Elle rit de son nom de famille si négatif et l’a transformé au fil des ans en véritable défi. C’est sans doute à cause de ce « Rattet/ raté » que s’est affirmé chez Cécile Rattet le goût pour le détournement des mots et une certaine mise en défiance de leur enveloppe parfois trompeuse. 

Le propos ici met en scène une autrice à son bureau qui écrit, rature, froisse, reprend, évoque au point de susciter sa présence, une femme que la mémoire fuit : « elle ne se souvenait que d’une chose, c’est qu’elle avait tout oublié ». Partant de ce postulat contradictoire, se tissent peu à peu des fragments, des émergences, des éclats. Les sens deviennent peu à peu les derniers réceptacles du souvenir. À contre-courant de la pensée cartésienne, ce sont eux qui permettent d’échapper au doute de l’existence, et accordent une épaisseur vivante à un personnage qui se délite. Le goût des pommes de terre, le parfum des fleurs, un murmure, conjuguent leur synesthésie pour donner une consistance à ce qui a abandonné la protagoniste dont même le nom s’est perdu. Les mélodies et les rythmes de Rémi Amadei à la guitare et au piano électronique, sobrement amenés, ourlent le fil des mots en errance, savent ménager des silences pour que la poésie seule du langage éclose. La musique tresse un souple contre-point aux phrases sans les occulter : le verbe se cherche, les syllabes tentent de retrouver leurs articulations, hésitent dans leur orchestration… le mot juste se dérobe.

→ **Données fournies**:
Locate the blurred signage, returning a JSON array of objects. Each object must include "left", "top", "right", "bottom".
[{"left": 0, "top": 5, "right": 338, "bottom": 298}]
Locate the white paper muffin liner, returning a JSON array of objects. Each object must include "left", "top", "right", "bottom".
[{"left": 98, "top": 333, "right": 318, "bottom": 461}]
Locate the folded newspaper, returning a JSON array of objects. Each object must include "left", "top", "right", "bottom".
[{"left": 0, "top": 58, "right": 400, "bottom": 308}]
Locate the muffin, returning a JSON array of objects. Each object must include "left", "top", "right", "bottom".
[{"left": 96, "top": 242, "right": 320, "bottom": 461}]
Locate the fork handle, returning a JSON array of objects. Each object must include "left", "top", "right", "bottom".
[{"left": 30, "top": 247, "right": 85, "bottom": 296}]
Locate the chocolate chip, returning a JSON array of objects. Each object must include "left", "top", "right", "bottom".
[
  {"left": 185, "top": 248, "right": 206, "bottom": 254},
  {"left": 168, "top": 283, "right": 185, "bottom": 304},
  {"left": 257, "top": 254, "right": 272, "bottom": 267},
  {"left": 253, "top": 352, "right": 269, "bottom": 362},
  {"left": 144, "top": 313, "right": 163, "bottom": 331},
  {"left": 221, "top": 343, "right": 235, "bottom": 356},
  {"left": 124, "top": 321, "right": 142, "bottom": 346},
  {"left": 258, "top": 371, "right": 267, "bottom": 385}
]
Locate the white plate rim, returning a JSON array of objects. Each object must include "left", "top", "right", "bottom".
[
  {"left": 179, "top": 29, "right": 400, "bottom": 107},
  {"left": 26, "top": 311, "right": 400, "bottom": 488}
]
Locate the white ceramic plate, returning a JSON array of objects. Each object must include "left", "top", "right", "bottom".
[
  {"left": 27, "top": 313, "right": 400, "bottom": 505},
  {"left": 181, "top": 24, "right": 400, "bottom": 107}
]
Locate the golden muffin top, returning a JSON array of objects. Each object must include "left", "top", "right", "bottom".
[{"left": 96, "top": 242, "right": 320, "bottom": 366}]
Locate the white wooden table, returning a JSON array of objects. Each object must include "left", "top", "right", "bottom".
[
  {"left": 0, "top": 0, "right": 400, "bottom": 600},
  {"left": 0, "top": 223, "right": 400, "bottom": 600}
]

→ **Consignes**:
1. Répondez à ces questions sur l'extrait :
(a) Quel jeu de mots est associé au nom de famille de Cécile Rattet ?
(b) De quels instruments joue Rémi Amadei ?
(c) De quelle seule chose la femme se souvient-elle ?
2. Recopiez le passage de l'extrait qui commence par « Elle rit de » et s'arrête après « enveloppe parfois trompeuse. ». Renommez « Cécile Rattet » en « l'artiste ».

→ **Corrigé**:
1.
(a) « Rattet/ raté »
(b) La guitare et le piano électronique
(c) Qu'elle avait tout oublié

2.
Elle rit de son nom de famille si négatif et l’a transformé au fil des ans en véritable défi. C’est sans doute à cause de ce « Rattet/ raté » que s’est affirmé chez l'artiste le goût pour le détournement des mots et une certaine mise en défiance de leur enveloppe parfois trompeuse.